[START OF Material for the task]

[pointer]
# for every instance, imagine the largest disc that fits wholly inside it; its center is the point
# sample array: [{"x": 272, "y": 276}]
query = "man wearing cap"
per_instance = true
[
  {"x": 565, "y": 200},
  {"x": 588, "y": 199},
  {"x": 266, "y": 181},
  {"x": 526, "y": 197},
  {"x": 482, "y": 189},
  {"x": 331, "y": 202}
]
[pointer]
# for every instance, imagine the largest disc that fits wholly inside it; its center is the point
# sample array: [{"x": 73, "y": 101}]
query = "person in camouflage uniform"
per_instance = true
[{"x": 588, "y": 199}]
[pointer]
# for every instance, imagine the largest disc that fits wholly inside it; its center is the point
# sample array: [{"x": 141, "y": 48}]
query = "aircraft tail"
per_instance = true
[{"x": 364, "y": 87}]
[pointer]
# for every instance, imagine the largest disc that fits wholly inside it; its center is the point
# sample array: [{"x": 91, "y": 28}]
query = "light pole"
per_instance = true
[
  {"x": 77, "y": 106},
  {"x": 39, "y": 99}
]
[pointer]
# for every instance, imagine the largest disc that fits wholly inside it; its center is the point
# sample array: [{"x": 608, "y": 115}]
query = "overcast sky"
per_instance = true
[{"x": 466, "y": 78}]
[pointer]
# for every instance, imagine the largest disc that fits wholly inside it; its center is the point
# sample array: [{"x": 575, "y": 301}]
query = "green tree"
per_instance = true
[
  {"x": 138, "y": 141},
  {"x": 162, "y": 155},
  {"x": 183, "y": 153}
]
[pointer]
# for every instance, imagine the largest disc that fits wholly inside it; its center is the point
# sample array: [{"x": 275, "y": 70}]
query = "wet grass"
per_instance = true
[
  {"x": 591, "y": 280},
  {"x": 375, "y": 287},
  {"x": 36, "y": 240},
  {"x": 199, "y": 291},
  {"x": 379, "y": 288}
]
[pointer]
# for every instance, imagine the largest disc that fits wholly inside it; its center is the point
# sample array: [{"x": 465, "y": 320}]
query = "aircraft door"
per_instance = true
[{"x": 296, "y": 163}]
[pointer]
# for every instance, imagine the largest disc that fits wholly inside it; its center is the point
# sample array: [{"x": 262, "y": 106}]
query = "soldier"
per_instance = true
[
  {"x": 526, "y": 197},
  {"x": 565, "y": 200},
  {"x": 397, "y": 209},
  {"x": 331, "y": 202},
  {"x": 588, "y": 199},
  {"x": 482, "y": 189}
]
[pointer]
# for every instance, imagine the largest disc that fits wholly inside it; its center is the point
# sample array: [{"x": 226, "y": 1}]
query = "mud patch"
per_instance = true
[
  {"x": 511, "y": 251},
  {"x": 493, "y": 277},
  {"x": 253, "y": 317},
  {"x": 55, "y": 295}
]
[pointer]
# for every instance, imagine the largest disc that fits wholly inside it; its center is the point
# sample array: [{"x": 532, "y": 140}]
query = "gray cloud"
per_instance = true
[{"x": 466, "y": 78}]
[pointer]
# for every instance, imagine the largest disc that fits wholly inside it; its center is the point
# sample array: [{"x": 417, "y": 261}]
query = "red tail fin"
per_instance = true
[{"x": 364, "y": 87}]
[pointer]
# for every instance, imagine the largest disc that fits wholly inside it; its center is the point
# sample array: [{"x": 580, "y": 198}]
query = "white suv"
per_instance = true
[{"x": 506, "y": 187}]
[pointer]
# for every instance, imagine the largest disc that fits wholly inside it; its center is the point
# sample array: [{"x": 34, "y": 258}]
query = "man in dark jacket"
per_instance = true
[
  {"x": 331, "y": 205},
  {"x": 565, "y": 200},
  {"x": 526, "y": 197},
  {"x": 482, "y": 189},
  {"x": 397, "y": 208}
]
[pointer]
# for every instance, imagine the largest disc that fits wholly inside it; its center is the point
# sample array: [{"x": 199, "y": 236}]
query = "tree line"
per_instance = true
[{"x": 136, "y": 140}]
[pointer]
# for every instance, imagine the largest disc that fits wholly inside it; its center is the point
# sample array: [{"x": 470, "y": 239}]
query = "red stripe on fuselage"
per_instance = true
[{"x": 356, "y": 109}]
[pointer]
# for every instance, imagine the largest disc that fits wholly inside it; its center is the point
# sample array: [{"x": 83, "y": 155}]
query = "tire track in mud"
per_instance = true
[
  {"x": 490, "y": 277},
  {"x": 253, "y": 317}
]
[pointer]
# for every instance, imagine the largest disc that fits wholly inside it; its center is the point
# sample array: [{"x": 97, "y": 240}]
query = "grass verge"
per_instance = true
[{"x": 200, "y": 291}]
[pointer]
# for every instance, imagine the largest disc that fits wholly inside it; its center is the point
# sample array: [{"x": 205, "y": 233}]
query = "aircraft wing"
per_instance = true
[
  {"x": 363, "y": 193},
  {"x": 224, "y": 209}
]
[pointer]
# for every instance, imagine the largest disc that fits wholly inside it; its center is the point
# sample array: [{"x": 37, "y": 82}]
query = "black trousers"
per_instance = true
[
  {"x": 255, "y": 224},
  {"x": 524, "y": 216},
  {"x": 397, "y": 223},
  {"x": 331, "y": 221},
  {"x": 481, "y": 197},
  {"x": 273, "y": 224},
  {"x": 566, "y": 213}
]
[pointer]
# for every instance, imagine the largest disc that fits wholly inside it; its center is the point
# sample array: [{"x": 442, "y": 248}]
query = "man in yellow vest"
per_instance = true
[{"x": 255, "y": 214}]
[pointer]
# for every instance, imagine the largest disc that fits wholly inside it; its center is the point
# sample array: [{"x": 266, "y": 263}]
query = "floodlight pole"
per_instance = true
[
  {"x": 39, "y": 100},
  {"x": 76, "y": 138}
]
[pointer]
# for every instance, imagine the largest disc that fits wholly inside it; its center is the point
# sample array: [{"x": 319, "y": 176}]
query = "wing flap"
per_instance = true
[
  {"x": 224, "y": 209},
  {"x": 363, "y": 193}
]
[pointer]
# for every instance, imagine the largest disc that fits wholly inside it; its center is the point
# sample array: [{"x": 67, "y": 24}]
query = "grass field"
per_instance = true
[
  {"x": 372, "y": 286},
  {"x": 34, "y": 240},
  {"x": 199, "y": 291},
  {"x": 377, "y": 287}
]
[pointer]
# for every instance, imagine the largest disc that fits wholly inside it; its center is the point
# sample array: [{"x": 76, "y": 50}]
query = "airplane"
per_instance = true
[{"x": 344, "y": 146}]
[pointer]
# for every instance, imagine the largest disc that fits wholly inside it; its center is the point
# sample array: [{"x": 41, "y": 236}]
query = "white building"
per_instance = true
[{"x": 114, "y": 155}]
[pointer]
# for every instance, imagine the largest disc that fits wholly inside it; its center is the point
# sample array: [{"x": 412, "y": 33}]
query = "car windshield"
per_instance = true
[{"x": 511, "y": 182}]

[END OF Material for the task]

◆ **Work required**
Find every line in the entries above that contains the string "white", matching case exactly, and copy each of those lines.

◆ **Result for this task**
query = "white suv"
query = "white building"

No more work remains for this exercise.